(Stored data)
*** Begin section ***
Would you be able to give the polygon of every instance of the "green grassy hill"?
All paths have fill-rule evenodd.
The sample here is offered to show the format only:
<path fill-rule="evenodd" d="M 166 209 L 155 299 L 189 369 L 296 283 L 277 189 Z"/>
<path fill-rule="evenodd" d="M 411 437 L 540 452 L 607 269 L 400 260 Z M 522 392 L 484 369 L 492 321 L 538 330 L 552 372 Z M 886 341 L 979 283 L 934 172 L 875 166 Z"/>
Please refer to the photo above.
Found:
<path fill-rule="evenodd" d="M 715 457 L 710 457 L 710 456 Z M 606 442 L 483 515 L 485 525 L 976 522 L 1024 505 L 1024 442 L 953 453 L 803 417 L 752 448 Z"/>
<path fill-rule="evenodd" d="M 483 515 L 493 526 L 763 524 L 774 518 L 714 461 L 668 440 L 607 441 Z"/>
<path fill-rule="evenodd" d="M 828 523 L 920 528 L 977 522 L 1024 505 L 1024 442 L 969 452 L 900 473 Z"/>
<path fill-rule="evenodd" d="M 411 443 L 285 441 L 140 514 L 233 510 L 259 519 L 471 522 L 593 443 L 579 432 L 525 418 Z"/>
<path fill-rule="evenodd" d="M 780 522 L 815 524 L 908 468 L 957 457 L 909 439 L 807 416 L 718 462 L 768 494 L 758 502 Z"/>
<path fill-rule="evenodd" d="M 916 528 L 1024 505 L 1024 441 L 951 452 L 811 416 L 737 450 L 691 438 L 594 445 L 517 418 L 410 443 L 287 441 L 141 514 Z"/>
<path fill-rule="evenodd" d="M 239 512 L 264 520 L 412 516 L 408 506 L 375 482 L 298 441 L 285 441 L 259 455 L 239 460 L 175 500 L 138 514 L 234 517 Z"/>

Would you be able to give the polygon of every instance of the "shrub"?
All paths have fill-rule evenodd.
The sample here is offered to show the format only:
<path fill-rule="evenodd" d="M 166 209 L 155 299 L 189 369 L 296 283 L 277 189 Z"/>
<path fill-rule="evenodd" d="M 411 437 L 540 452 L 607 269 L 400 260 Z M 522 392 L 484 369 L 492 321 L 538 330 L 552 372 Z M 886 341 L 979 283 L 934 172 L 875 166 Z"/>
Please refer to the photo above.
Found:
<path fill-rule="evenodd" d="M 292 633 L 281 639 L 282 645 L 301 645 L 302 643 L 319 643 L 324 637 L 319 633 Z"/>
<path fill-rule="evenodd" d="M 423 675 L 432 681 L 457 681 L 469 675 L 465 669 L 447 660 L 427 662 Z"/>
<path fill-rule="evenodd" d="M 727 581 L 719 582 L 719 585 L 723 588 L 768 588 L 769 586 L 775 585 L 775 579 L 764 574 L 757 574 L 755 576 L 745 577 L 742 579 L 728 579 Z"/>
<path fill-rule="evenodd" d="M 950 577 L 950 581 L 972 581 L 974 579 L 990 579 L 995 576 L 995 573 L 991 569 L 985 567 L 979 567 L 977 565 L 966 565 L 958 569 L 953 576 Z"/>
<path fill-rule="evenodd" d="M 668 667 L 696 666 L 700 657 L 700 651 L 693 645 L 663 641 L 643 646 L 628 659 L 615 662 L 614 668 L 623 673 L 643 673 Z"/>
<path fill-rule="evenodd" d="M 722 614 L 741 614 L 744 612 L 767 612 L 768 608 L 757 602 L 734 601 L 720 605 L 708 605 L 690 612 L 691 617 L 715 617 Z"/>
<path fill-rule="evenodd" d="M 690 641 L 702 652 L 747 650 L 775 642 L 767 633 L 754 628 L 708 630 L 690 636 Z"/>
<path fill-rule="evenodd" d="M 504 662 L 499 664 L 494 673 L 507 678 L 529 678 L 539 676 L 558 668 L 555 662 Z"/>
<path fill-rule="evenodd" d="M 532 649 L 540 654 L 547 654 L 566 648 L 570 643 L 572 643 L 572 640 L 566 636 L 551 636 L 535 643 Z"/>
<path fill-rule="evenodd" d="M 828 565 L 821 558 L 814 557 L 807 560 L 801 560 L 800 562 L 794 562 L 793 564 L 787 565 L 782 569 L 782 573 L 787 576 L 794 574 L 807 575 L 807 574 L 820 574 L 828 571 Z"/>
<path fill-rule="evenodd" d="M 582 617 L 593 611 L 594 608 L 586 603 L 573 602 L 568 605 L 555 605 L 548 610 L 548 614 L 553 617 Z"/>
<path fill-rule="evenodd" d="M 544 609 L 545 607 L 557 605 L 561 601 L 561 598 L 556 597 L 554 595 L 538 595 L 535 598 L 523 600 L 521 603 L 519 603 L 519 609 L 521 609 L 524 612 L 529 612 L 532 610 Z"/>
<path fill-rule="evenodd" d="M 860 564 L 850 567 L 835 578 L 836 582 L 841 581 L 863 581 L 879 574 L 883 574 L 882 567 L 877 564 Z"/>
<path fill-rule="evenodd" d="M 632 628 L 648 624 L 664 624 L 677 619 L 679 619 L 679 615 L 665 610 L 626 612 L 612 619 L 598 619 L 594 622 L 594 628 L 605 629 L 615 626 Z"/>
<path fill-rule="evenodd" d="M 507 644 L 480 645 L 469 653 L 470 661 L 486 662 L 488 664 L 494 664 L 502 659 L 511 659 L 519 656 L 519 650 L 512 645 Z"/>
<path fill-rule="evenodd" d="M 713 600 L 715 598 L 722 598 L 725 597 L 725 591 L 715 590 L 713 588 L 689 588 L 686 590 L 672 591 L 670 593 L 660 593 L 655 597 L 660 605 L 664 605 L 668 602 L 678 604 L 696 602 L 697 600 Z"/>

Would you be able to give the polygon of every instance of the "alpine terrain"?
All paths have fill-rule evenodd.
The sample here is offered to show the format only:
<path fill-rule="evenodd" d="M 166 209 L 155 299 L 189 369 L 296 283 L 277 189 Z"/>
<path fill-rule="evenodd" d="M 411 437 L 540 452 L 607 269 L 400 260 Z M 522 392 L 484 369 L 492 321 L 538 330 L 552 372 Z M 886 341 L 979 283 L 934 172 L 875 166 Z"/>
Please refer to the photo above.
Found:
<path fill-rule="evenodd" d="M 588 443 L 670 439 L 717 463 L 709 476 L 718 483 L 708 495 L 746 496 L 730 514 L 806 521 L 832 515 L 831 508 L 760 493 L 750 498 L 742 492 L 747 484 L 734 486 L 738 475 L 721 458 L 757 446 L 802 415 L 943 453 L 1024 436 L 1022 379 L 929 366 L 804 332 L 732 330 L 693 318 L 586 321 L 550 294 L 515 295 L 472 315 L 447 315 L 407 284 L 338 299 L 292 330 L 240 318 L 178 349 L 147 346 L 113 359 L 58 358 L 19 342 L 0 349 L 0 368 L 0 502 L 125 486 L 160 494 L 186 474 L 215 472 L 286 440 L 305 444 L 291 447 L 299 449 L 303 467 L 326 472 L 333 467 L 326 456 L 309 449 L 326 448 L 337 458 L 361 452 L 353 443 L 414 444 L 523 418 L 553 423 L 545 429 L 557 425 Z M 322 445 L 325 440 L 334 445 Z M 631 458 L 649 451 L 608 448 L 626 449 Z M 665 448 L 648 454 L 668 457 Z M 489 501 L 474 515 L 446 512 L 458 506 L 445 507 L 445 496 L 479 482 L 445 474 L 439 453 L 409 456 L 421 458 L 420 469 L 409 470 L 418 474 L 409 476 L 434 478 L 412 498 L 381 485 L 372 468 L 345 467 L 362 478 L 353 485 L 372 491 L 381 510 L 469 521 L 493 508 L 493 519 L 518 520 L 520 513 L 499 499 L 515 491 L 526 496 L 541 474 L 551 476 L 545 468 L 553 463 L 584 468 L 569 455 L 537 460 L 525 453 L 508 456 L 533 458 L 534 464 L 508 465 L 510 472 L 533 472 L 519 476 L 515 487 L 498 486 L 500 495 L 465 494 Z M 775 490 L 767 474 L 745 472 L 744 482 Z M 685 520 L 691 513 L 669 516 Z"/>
*** End section ***
■ About this exercise: With the string "Would" as the key, filter the data above and show the lines that match.

■ Solution to the exercise:
Would you be able to give the polygon of every instance of the "green grassy hill"?
Would you be able to give the polygon of every instance of the "shrub"?
Would you be able to give the polygon of every instance of the "alpine terrain"?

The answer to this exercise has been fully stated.